---------- Extrait choisi ----------
Il va sans dire que le pétrole a été au centre du pouvoir militaire et de la vie économique de l’histoire moderne. Le contrôle du pétrole a été une source essentielle de pouvoir et de politique pendant la guerre froide. Le gouvernement américain avait même l’intention de ravager l’industrie pétrolière du Moyen-Orient dans le cas où l’ancienne Union Soviétique en prendrait le contrôle. La CIA a appelé cela la « politique du déni ». Elle est née en 1948 pendant le blocus de Berlin : les puits de pétrole seraient bouchés, les stocks d’équipements et de carburant détruits, les raffineries et les pipelines mis hors d’état, pour éviter que l’URSS ne s’empare des ressources pétrolières du Moyen-Orient.
----------
Consignes —
1/ Selon l'extrait, en quelle année la « politique du déni » est-elle née ?
2/ Trouvez, parmi les lignes ci-dessous, toutes celles où figure le mot « woman », puis recopiez-les. Tenez compte de la casse.
---------- Entrées extraites ----------
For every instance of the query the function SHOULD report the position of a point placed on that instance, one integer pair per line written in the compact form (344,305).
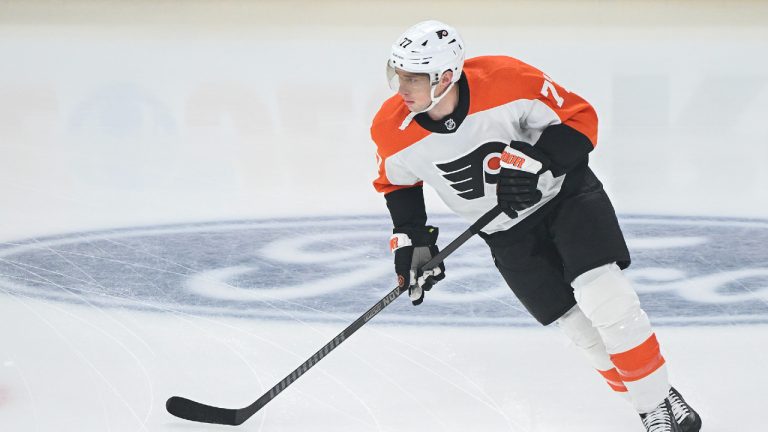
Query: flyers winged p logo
(469,173)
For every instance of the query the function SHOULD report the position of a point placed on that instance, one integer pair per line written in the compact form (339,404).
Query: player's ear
(446,77)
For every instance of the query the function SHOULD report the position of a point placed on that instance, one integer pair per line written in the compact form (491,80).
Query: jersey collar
(451,122)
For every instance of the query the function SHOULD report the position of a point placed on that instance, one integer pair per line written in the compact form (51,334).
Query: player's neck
(446,105)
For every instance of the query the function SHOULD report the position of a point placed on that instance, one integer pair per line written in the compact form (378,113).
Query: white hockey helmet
(430,47)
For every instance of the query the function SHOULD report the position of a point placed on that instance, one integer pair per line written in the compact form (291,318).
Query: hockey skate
(660,419)
(685,416)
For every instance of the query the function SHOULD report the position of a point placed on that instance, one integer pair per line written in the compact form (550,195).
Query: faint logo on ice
(687,271)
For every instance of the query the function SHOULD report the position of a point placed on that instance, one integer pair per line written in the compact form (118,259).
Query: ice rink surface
(187,210)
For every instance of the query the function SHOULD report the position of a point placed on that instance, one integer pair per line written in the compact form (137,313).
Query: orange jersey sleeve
(390,140)
(496,80)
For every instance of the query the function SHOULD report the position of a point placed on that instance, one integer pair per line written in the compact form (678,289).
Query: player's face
(414,89)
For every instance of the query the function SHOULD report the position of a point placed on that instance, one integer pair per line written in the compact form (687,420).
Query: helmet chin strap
(435,101)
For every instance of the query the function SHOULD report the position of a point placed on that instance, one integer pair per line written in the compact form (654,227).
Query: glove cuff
(420,236)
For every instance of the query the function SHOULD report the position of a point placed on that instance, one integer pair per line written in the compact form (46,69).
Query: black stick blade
(195,411)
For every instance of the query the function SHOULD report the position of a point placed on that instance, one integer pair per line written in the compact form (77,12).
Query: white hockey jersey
(500,99)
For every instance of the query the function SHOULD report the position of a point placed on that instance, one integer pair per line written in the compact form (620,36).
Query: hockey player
(496,131)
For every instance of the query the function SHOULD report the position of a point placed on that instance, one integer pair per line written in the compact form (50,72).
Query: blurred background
(117,113)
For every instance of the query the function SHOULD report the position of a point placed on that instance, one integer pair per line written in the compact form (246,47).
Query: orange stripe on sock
(640,361)
(614,380)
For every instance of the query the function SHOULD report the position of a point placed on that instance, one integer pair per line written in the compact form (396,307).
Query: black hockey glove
(517,187)
(413,247)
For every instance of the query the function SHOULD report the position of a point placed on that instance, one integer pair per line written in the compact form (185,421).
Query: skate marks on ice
(687,271)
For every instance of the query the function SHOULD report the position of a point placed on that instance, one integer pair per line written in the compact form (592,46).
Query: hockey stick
(196,411)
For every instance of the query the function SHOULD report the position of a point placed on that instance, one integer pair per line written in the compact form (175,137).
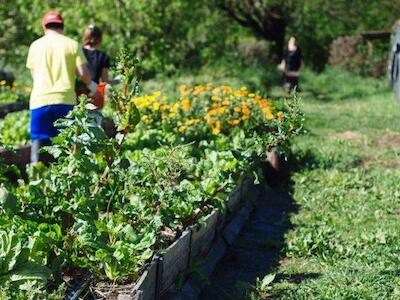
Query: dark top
(292,59)
(97,60)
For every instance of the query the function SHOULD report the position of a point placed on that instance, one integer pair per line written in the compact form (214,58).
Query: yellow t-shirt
(54,59)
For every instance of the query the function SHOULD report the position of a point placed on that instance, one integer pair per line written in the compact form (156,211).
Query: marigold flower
(234,121)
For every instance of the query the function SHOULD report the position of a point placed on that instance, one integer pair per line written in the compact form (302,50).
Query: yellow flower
(241,93)
(156,106)
(226,89)
(221,110)
(185,104)
(234,121)
(245,109)
(198,89)
(191,122)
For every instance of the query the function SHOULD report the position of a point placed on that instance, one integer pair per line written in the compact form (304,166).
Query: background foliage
(174,34)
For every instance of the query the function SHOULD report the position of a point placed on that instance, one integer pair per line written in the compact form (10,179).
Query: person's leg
(58,111)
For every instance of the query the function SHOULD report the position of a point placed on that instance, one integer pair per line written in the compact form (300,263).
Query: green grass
(345,243)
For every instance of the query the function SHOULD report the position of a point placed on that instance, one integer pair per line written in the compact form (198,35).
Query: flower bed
(108,205)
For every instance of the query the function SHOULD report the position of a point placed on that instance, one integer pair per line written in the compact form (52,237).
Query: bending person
(55,62)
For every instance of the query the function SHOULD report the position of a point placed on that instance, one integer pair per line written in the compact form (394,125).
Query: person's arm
(104,75)
(282,65)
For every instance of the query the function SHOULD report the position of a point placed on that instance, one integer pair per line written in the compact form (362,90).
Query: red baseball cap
(52,17)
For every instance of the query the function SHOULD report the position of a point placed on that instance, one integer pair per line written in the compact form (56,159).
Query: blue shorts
(43,118)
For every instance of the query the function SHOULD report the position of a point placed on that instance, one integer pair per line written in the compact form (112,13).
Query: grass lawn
(345,241)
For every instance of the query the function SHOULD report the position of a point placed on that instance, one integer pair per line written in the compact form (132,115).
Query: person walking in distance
(55,61)
(290,65)
(98,64)
(98,61)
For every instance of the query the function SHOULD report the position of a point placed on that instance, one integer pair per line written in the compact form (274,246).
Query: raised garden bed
(205,242)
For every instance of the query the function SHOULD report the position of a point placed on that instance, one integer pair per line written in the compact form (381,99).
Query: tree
(267,19)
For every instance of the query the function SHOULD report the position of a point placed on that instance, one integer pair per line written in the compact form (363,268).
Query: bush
(355,54)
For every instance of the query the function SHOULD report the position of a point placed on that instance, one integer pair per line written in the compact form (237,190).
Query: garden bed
(204,242)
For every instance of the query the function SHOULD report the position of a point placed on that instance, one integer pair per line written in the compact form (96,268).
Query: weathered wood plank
(203,235)
(145,288)
(176,260)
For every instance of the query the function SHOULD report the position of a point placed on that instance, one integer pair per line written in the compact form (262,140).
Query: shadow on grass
(257,251)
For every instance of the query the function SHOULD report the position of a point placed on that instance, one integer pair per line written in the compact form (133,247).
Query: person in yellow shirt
(55,62)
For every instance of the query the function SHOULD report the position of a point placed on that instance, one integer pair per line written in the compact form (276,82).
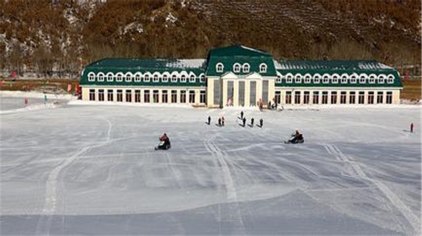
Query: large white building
(240,76)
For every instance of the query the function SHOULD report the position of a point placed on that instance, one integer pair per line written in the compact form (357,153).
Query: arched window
(128,77)
(110,77)
(353,78)
(245,68)
(298,78)
(307,78)
(202,78)
(335,78)
(289,78)
(156,78)
(326,78)
(147,77)
(119,77)
(91,76)
(173,78)
(165,78)
(263,68)
(236,68)
(219,67)
(344,78)
(138,77)
(183,78)
(100,77)
(192,79)
(317,78)
(390,79)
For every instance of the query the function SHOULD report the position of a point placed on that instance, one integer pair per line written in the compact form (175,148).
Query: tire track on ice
(51,192)
(231,194)
(411,218)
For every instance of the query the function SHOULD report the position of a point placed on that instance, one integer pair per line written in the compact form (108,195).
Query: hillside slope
(63,35)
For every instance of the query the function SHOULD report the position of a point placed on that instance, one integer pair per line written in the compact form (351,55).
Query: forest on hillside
(57,38)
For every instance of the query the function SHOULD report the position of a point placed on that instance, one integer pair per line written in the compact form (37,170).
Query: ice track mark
(390,195)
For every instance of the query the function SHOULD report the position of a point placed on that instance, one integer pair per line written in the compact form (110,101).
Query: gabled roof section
(242,55)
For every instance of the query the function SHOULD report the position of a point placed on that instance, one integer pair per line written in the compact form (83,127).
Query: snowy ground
(83,169)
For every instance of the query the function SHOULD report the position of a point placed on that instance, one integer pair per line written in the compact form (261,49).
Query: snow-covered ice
(79,169)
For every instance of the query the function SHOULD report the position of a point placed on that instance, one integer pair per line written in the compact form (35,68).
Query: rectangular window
(164,96)
(217,92)
(137,95)
(128,95)
(371,97)
(288,97)
(297,97)
(101,95)
(389,98)
(119,95)
(352,97)
(277,97)
(191,96)
(343,97)
(306,97)
(155,96)
(324,97)
(361,97)
(241,93)
(315,97)
(92,94)
(202,97)
(146,96)
(183,96)
(265,91)
(380,97)
(333,97)
(110,95)
(252,95)
(173,96)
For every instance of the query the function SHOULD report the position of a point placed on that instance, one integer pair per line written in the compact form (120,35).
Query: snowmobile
(164,145)
(295,140)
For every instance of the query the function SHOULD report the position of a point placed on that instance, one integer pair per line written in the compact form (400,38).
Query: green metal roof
(339,67)
(122,65)
(228,56)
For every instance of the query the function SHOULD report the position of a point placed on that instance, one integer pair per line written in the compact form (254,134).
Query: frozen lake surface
(84,169)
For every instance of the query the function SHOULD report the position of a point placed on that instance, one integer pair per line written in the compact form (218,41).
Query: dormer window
(263,68)
(246,68)
(165,78)
(192,79)
(174,78)
(155,78)
(109,77)
(183,79)
(146,78)
(390,79)
(91,76)
(236,68)
(219,67)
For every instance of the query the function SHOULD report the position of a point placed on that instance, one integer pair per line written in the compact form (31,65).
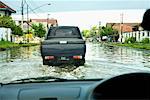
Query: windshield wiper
(38,79)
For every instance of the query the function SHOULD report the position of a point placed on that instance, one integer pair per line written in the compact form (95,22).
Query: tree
(7,22)
(86,33)
(39,30)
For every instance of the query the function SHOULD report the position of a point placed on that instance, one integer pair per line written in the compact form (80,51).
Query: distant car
(63,45)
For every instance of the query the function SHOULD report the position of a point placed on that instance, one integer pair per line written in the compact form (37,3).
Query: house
(5,9)
(5,33)
(125,27)
(46,22)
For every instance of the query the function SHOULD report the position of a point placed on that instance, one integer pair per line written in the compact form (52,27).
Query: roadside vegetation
(98,33)
(131,42)
(36,30)
(7,45)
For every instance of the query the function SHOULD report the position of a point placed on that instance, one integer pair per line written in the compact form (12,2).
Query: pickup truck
(63,45)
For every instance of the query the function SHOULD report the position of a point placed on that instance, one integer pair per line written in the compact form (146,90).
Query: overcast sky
(83,13)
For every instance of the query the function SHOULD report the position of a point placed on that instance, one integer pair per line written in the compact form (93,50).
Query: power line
(31,9)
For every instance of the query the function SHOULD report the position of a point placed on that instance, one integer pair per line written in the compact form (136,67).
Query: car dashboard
(126,86)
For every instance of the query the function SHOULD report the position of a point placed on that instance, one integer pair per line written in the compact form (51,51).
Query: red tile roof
(50,21)
(5,7)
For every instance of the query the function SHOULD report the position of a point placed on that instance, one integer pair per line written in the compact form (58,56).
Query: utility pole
(121,26)
(48,21)
(28,22)
(22,14)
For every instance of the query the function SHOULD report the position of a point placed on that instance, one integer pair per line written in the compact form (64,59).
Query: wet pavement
(101,61)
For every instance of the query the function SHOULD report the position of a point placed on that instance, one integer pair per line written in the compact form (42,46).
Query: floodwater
(101,61)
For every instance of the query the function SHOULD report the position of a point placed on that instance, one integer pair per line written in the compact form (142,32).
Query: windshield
(115,42)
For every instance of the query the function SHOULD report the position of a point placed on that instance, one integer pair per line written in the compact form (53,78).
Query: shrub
(146,40)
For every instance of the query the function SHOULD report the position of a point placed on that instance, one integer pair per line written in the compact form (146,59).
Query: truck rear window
(64,32)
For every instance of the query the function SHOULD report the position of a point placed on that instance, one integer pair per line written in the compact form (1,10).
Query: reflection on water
(19,53)
(101,61)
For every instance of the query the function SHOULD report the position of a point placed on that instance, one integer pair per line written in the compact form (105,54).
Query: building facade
(5,33)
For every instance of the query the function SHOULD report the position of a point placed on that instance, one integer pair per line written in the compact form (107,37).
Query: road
(101,62)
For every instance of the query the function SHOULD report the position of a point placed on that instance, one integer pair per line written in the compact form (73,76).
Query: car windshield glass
(73,39)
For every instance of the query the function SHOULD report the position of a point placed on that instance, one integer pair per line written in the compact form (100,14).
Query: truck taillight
(77,57)
(49,57)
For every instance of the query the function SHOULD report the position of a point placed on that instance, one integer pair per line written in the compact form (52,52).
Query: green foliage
(100,32)
(16,30)
(130,40)
(86,33)
(145,40)
(39,30)
(7,22)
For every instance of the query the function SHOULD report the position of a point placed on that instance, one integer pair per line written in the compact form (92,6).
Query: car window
(99,38)
(64,32)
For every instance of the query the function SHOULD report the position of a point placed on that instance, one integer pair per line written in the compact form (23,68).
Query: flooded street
(101,61)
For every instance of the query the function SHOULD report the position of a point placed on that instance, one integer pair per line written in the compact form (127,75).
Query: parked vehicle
(63,45)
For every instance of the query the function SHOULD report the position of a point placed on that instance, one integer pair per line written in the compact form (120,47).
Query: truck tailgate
(63,49)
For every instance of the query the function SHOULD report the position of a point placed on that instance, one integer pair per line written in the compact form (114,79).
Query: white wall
(140,35)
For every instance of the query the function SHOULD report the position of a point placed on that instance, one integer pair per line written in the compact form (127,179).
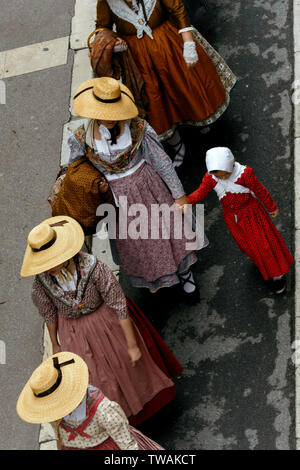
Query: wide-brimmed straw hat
(51,243)
(54,389)
(105,99)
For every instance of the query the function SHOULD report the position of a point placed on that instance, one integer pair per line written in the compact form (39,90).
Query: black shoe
(193,297)
(279,285)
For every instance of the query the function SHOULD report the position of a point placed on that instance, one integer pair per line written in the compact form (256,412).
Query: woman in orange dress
(186,80)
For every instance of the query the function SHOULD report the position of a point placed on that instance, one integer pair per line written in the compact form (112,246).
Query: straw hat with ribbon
(105,99)
(51,243)
(54,389)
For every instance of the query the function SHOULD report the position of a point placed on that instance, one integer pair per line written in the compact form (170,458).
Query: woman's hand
(181,203)
(56,348)
(274,214)
(134,354)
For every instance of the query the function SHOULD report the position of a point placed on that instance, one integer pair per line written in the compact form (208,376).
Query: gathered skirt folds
(144,443)
(257,237)
(176,94)
(151,261)
(99,339)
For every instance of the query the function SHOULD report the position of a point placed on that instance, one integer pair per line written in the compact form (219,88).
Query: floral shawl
(120,163)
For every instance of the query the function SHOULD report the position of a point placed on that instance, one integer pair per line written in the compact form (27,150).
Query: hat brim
(61,402)
(86,105)
(69,241)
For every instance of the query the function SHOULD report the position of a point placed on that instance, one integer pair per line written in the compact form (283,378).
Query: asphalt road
(237,390)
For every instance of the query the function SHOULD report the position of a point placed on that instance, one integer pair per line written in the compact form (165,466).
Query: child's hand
(182,204)
(103,187)
(274,214)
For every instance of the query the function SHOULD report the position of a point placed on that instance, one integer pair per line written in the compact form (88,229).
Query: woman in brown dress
(186,81)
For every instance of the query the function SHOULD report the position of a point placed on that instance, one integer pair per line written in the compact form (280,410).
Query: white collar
(123,11)
(104,147)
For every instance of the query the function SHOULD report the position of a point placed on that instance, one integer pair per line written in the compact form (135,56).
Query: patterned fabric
(105,419)
(120,161)
(105,428)
(164,71)
(136,18)
(156,15)
(96,285)
(249,223)
(150,150)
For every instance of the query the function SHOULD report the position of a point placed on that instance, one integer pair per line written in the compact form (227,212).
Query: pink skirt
(99,339)
(144,443)
(150,259)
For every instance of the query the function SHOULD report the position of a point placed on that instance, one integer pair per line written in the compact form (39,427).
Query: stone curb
(296,100)
(82,25)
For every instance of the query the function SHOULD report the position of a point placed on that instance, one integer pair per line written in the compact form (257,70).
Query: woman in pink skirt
(87,313)
(83,417)
(126,150)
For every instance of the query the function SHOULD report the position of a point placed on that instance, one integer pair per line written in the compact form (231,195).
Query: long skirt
(144,443)
(151,261)
(99,339)
(176,94)
(258,238)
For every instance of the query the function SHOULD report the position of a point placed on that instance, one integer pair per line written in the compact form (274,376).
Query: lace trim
(123,11)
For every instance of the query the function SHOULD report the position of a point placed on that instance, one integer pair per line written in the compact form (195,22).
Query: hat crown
(107,88)
(43,378)
(40,235)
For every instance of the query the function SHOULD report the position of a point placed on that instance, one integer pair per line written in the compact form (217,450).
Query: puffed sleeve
(43,302)
(155,155)
(110,289)
(113,419)
(250,180)
(177,12)
(206,186)
(77,150)
(104,16)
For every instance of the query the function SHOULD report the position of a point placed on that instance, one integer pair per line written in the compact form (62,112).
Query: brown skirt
(177,94)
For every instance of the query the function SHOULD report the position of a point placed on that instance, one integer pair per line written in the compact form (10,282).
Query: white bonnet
(219,158)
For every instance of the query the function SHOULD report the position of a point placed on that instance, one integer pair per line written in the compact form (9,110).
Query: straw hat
(54,389)
(51,243)
(105,99)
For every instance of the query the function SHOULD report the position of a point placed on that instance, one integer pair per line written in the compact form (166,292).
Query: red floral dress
(247,219)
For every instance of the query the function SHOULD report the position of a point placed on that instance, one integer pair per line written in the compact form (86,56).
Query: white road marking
(83,23)
(296,14)
(82,71)
(34,57)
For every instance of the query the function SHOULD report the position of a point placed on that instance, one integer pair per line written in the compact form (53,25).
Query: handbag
(77,193)
(107,62)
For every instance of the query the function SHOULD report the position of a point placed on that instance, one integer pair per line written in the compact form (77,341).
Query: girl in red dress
(248,221)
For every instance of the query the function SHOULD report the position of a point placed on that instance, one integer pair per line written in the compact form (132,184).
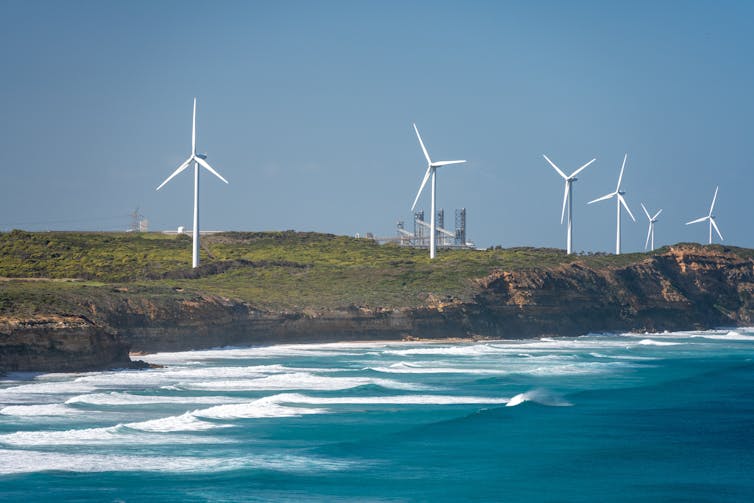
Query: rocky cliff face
(684,288)
(59,344)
----------
Réponses attendues —
1/ Elle est née en 1948, pendant le blocus de Berlin.

2/
Query: woman in orange dress
Query: woman's hand
Query: woman in brown dress
Query: woman in pink skirt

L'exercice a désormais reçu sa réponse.